▶ [ЗАДАНИЕ 1] Как, согласно приведенной в отрывке о формалистах цитате из Томашевского, мы узнаем стихи?
▶ [ЗАДАНИЕ 2] Воспроизведите дословно фрагмент отрывка о формалистах, который открывается словами «Показать, что в» и завершается словами «1923, с. 7).».

▶ [ПРЕДЛОЖЕННЫЙ ОТРЫВОК]
- - - -

Показать, что в основе формального принципа так же точ­но, как в основе всяких других построений искусства, лежат извест­ные психологические предпосылки и что формалисты на деле вынуж­дены быть психологами и говорить подчас запутанной, но совершенно психологической прозой, чрезвычайно легко. Так, исследование Томашевского, основанное на этом принципе, начинается следую­щими словами: “Невозможно дать точное объективное определение стиха.

Невозможно наметить основные признаки, отделяющие стих от прозы. Стихи мы узнаем по непосредственному восприятию. Признак “стихотворности” рождается не только из объективных свойств по­этической речи, но и из условий ее художественного восприятия, из вкусового суждения о ней слушателя” (Б.В. Томашевский, 1923, с. 7).

Что это означает, как не признание, что без психологического объяснения у формальной теории нет никаких объективных данных для основного определения природы стиха и прозы – этих наиболее отчетливых и ясных формальных приемов. То же самое становится совершенно ясно и из самого поверхностного ана­лиза выдвигаемой формалистами формулы. Формула формалистов “искусство как прием” естественно вызывает вопрос: “прием чего?”

- - - -

▶ [ИСХОДНЫЕ ДАННЫЕ]

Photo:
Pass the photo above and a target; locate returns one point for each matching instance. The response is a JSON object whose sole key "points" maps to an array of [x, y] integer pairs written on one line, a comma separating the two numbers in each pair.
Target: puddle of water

- - - -

▶ [ОТВЕТ 1] По непосредственному восприятию.

▶ [ОТВЕТ 2]
Показать, что в основе формального принципа так же точ­но, как в основе всяких других построений искусства, лежат извест­ные психологические предпосылки и что формалисты на деле вынуж­дены быть психологами и говорить подчас запутанной, но совершенно психологической прозой, чрезвычайно легко. Так, исследование Томашевского, основанное на этом принципе, начинается следую­щими словами: “Невозможно дать точное объективное определение стиха.

Невозможно наметить основные признаки, отделяющие стих от прозы. Стихи мы узнаем по непосредственному восприятию. Признак “стихотворности” рождается не только из объективных свойств по­этической речи, но и из условий ее художественного восприятия, из вкусового суждения о ней слушателя” (Б.В. Томашевский, 1923, с. 7).